--- Records shown ---
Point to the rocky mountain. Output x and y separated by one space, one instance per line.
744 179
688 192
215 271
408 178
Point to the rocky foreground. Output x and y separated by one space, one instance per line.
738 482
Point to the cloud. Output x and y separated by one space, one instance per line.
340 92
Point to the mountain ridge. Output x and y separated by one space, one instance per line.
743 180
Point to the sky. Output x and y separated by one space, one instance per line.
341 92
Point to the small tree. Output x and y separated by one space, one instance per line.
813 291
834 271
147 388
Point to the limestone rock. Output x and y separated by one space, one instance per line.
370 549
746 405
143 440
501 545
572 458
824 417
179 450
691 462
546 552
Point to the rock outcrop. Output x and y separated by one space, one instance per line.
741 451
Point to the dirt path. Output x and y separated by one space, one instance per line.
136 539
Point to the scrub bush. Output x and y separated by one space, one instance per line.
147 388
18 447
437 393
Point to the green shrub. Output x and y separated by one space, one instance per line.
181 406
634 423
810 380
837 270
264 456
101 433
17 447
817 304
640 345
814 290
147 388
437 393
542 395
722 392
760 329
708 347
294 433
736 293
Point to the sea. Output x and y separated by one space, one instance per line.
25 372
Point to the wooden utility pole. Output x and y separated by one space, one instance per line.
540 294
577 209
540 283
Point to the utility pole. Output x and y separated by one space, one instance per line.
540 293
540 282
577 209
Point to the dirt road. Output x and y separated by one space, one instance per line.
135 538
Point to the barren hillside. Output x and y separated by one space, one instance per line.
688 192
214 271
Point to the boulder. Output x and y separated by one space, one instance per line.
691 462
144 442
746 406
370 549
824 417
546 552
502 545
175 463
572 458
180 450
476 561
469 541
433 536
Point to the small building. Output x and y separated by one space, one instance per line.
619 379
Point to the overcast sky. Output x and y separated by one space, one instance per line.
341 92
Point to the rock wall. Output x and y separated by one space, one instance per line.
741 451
---
--- Records shown ---
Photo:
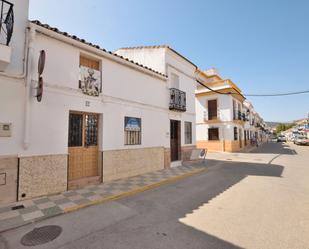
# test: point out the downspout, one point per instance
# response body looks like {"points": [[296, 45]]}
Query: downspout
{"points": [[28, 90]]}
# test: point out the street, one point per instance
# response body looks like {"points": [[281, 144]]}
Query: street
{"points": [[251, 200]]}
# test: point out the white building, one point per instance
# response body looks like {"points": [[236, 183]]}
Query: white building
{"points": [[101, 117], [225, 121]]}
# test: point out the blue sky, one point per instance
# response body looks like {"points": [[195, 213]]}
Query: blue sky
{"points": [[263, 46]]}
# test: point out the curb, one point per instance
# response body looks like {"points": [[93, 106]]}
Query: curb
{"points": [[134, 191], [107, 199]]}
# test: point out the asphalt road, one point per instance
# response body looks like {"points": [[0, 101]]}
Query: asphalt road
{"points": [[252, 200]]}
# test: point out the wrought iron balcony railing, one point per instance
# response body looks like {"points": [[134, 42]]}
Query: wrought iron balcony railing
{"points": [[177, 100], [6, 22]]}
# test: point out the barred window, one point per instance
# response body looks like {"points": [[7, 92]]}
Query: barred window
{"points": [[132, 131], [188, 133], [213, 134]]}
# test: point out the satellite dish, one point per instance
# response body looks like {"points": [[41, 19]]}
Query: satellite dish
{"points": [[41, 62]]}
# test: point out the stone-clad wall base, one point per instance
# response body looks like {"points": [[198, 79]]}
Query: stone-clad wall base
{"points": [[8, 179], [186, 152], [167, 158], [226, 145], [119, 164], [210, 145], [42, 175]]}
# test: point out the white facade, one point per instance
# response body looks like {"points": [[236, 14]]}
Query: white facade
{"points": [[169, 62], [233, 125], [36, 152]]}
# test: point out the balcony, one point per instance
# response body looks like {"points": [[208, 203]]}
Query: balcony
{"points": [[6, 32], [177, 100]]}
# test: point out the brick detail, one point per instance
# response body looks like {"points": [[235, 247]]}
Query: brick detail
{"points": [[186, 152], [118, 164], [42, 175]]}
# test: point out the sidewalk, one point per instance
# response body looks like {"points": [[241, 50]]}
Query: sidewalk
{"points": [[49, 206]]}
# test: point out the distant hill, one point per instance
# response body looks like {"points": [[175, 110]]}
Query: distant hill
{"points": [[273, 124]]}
---
:: What is required ::
All lines above from the line with "Query: satellite dish" through the line with "# test: point out the balcony, one", both included, are to be set down exactly, with nothing else.

:: Response to this exercise ::
Query: satellite dish
{"points": [[41, 62]]}
# test: point out the stone-clad wall base, one point per instance
# response body looks like {"points": [[198, 79]]}
Query: stone-clad wall base
{"points": [[8, 179], [186, 152], [167, 158], [226, 145], [119, 164], [210, 145], [42, 175]]}
# test: point out the white facade, one point per instance
# response body looks like {"points": [[236, 14]]}
Query: white facade
{"points": [[169, 62], [233, 125], [36, 152]]}
# test: point out the balcony, one point per instance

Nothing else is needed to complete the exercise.